ПИСЬМЕННОЕ ЗАДАНИЕ A:
Ответьте по отрывку о деле Бейлиса:
(i) Кто задавал Волкивне все вопросы, кроме самого первого?
(ii) Какая газета прислала корреспондента, чьи слова приведены после допроса Волкивны?
(iii) Какой министр внимательно наблюдал за процессом?
ПИСЬМЕННОЕ ЗАДАНИЕ B: Верните без изменений фрагмент отрывка о деле Бейлиса, который начинается словами «В конфиденциальных беседах» и продолжается до слов «и изощренное решение.».

ФРАГМЕНТ ДОКУМЕНТА:
— Что вы знаете по этому делу?
— Ничего не знаю…
— Вы выпиваете?
— Немножко выпиваю. (Смех в публике.)
— Вас сыщики допрашивали?
— Да, я сказала, что ничего не говорила, ничего не знаю…
Показания получились такими, как если бы перекрестный допрос вела защита, хотя все вопросы, кроме самого первого, задавал прокурор. За время допроса Волкивна под хохот публики дважды направлялась куда-то со свидетельского места, но пристав возвращал ее обратно. Раздраженный Виппер скомкал допрос. Защита отказалась задавать вопросы, не видя в этом необходимости. После допроса Волкивны корреспондент лондонской The Times писал:
Итак, испарилось последнее свидетельство против Бейлиса из тех, что обвинение по крупицам наскребло среди воров и пьяниц, и немыслимо, чтобы правительство империи позволило этому тошнотворному процессу продолжаться.
Зритель, не веря своим глазам, уже имел все основания спросить не только о том, как дело может продолжаться, но и как обвинение может вести его, неизбежно давая повод к насмешкам. Обвинители были далеко не глупыми людьми. За процессом внимательно наблюдал министр юстиции Щегловитов, который при всех своих недостатках оставался весьма искушенным юристом. Все формальные юридические процедуры в российской судебной системе строго соблюдались; важных свидетелей допросили заранее, иных по несколько раз. Обвинение знало, что будут говорить Волкивна и Шаховские, и тем не менее опиралось на их показания.
В конфиденциальных беседах министр юстиции Щегловитов не раз признавал его шаткость, но о прекращении дела не было и речи. На слабость улик против подсудимого министр смотрел лишь как на задачу, которую надо решить. Его беседы с другими людьми примерно за год до начала процесса показывают, как он постепенно нащупывал оригинальное и изощренное решение.

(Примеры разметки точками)

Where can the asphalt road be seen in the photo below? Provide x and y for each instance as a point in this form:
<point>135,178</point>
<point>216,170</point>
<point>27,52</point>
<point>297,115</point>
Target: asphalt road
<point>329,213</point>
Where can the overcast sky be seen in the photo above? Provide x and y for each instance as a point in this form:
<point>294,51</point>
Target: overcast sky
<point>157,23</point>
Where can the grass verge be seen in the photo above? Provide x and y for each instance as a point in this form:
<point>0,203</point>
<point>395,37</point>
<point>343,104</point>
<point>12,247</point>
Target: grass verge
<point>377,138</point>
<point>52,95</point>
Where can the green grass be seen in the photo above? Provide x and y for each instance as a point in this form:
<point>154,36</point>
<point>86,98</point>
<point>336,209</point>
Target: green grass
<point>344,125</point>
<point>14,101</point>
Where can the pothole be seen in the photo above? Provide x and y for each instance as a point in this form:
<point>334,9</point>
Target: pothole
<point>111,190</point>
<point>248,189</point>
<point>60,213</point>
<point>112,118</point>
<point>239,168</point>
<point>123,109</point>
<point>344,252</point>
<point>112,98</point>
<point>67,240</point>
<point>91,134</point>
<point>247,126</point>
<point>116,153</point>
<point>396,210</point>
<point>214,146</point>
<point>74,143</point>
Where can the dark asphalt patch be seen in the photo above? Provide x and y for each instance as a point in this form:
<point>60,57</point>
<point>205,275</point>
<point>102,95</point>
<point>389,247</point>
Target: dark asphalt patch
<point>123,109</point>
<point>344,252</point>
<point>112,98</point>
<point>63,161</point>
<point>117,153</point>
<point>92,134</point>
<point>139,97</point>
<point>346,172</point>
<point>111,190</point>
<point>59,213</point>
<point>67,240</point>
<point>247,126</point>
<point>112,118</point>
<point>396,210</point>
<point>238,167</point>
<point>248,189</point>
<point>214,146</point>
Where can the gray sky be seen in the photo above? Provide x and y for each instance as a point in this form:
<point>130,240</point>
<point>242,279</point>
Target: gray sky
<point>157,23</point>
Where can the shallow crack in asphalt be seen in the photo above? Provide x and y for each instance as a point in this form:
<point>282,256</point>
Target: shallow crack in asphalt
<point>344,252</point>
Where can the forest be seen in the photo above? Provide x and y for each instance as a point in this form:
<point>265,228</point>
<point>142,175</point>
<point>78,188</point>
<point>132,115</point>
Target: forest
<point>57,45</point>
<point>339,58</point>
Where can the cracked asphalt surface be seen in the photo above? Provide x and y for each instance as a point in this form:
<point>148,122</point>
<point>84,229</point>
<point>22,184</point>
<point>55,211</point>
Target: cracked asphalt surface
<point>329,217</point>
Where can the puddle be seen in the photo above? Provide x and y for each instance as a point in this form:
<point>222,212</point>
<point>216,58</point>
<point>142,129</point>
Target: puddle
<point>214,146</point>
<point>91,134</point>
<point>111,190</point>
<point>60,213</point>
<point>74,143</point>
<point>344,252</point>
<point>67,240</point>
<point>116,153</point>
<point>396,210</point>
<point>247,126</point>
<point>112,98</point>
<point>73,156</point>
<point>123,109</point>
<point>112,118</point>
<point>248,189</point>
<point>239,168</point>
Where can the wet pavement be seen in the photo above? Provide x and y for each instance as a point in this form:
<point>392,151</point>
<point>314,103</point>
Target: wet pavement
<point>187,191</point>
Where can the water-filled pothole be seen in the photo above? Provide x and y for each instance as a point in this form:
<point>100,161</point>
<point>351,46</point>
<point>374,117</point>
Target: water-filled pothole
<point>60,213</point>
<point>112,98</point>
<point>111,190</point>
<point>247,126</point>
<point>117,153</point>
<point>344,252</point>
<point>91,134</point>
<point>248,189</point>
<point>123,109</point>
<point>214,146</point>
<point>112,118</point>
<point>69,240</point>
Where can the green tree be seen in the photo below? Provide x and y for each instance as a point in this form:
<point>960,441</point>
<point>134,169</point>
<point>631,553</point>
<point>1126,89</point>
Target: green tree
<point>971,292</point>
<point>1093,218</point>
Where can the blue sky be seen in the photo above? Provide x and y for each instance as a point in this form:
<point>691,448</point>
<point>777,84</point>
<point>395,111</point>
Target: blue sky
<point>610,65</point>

ПОЛНЫЙ ОТВЕТ A:
(i) Прокурор.
(ii) Лондонская The Times.
(iii) Министр юстиции Щегловитов.

ПОЛНЫЙ ОТВЕТ B:
В конфиденциальных беседах министр юстиции Щегловитов не раз признавал его шаткость, но о прекращении дела не было и речи. На слабость улик против подсудимого министр смотрел лишь как на задачу, которую надо решить. Его беседы с другими людьми примерно за год до начала процесса показывают, как он постепенно нащупывал оригинальное и изощренное решение.